It became a national talking-point. Supporters said it would humanise the Square Mile, and likened it to the Pompidou Centre in Paris. Detractors pointed to its spiralling costs, and likened it to Concorde; its brutalist architecture was mocked before it was out of the wraps. Lord Mayors protested that it wasn't their job to provide culture for the nation. A hardworking Canadian called Henry Wrong shepherded its development through 10 years of crises. When, on 3 March 1982, the trumpets finally sounded, and the Queen cut the tape, the papers proclaimed that Mr Wrong had Got It Right.

Well, up to a point. People couldn't park; and, once inside the building, they got lost. The fan-shaped auditorium over which critics had initially enthused - so intimate! - was an acoustic disaster, made worse by thousands of glass balls hanging tastefully from the roof. It took a protest from the pianist Maurizio Pollini to get the balls removed; the acoustic was one of the things that drove the conductor Claudio Abbado to resign as music director of the LSO (he now basks in the warmth of the Berlin Philharmonie). After a brilliant start - fuelled by the novelty factor - the LSO itself steered straight for the financial rocks, with relentlessly specialist programmes to which nobody came. And there were pranks: goldfish in the Barbican's lake - curiously reminiscent of a sewage farm - were devoured in their thousands by surreptitiously inserted pike.

"Is Wrong Right?" asked a typical headline on the centre's fifth anniversary. "I've come close to suicide once or twice," conceded the harassed administrator. The public's reluctance to take the building to their hearts was, he said, understandable; it was "a huge pile of cold, soulless concrete". With the LSO in temporary eclipse, he had had to turn to concert promoter Raymond Gubbay - the man behind the current Albert Hall Carmen and, in Wrong's words, "the only impresario who had faith in the Barbican at a time when everyone - particularly the South Bank - was hoping we would fail".

"From Mr Wrong to Miss Right" quipped the headlines when Detta O'Cathain jumped into the saddle from her previous post at the Milk Marketing Board. "I thrive on criticism," she proclaimed. "I hate being surrounded by yes- men. I am by nature a fairly high-profile woman." Her peerage, she opined, would bring "reflected glory for the Barbican".

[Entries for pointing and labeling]
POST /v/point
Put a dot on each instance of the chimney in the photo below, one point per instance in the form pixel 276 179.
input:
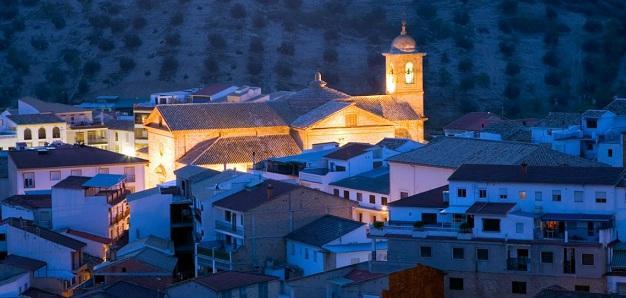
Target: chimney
pixel 270 189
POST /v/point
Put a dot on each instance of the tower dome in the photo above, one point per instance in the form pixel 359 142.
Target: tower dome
pixel 404 43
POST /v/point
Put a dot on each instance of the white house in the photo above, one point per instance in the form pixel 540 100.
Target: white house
pixel 330 242
pixel 101 198
pixel 39 170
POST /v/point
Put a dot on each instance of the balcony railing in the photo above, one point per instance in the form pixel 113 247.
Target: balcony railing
pixel 518 264
pixel 228 227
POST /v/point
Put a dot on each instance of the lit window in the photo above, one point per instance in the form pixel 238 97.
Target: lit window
pixel 408 75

> **EXERCISE 1**
In the pointing listing above, replace "Put a dot on" with "Mark" everywhere and keep every other line unchanged. Leave the pictures out of your answer.
> **EXERCISE 2**
Pick up the passage on the Barbican Centre after its final sentence and continue it.

> **RIGHT ANSWER 1**
POST /v/point
Mark each instance of the chimney in the photo below, one point per instance in the form pixel 276 179.
input:
Target: chimney
pixel 270 189
POST /v/point
Mark each instance of the tower dome in the photo above, one point per instance in the form pixel 359 142.
Target: tower dome
pixel 404 43
POST /v/point
Mark each instance of the white house in the photo above, one point per instance in the form pixel 540 100.
Target: white house
pixel 330 242
pixel 101 198
pixel 39 170
POST /v/point
Mark each instance of the balcony railing in the photo above, one point per instance in the form pixel 113 247.
Target: balcony railing
pixel 518 264
pixel 228 227
POST /v/point
Mark each instance of the lit window in the photo above, one point per instance in the form pixel 238 97.
Target: lit window
pixel 408 75

> **RIGHT ANSWER 2**
Six weeks into her job, however, her major tenants announced a walk-out: the RSC were in the red, and their theatres would go dark for four months. They labelled her ignorant and bossy; she wrote them off as pampered and petulant. But she gave them the new backstage facilities they wanted, as well as getting the City to increase its grant, and upgrading the concert hall's acoustics. By the Barbican's 10-year anniversary, things seemed to be looking up.

"But I do wish we were not here," Baroness O'Cathain admitted. "Anywhere with a chance to create a real living environment, but not here." She decreed a modest (but expensive) make-over. The consequences of this laudable impulse were: nine gilt muses prancing on the edge of a glass awning that was clumsily streaked with paint; a forest of silver discs blowing in the breeze over the goods entrance; and a sickly rash of pointillist dots on the foyer walls. "Each dot must be as exact as a single note in a Bach solo cello sonata," intoned the pointillist-in-chief. Only in Britain...

But Miss Right was meanwhile emerging as the Bad Baroness. Rising to her jibes about "arty-farty types", the RSC attacked her "macho-managerism". She claimed - with justification - that they didn't give a toss about balance sheets; they claimed that balance sheets were all she cared about. And she began to sack her managers at an alarming rate: so much for thriving on criticism. After the 50th departure, there was a putsch (instigated by the leaders of the LSO and RSC), and out she went.

Next month sees the Barbican's 15th anniversary, so it's time for some more jolly headlines. BBC veteran John Tusa is now in the hot seat: "Welcome to the poisoned chalice," bellowed Humphrey Burton - a former Barbican artistic adviser - in a magazine article heralding his appointment. One year on, in company with his artistic director Graham Sheffield, Tusa is getting to enjoy the drink in that chalice.

"This is Year Zero," he says, "and we should be seen as starting from scratch. So far I've concentrated on getting the right team together, and on trying to reduce..." - he fishes for the right phrase - "an atmosphere of crisis." He's been trying to rebuild relations: with his paymasters, the Corporation of London; with the commercial companies occupying the neighbouring buildings; with potential sponsors (astonishingly, his predecessor had closed the sponsorship department); and with his artistic partners - "not tenants" - the LSO and RSC.

Physical improvements are high on his list: a merging of the car-parks, a symbolic removal of the muses, and a re-signposting - but, then, they all say that! "OK," concedes Tusa, "this will never be an easy building to read. We're going to have our staff standing around with labels saying 'Can I help you?' " That presupposes the existence of visitors needing help; what's depressing, even now, is that there are so few visitors to be seen.

Tusa is still mystified by the RSC's sudden decision to abandon their permanent Barbican base. "The sums of money they got from the Corporation were very generous, and rising! You'd have thought that would have given anyone pause for thought." But that's their funeral: if they foul up in the provinces, no prodigal-son welcome will await them back home. Tusa and Sheffield - who were both attracted by the impending theatrical vacuum - see this as a unique chance to forge a new artistic unity: raising the profile of the cinema and art gallery, introducing an international theatre programme, and boosting the musical diet with a complementary programme of opera and dance.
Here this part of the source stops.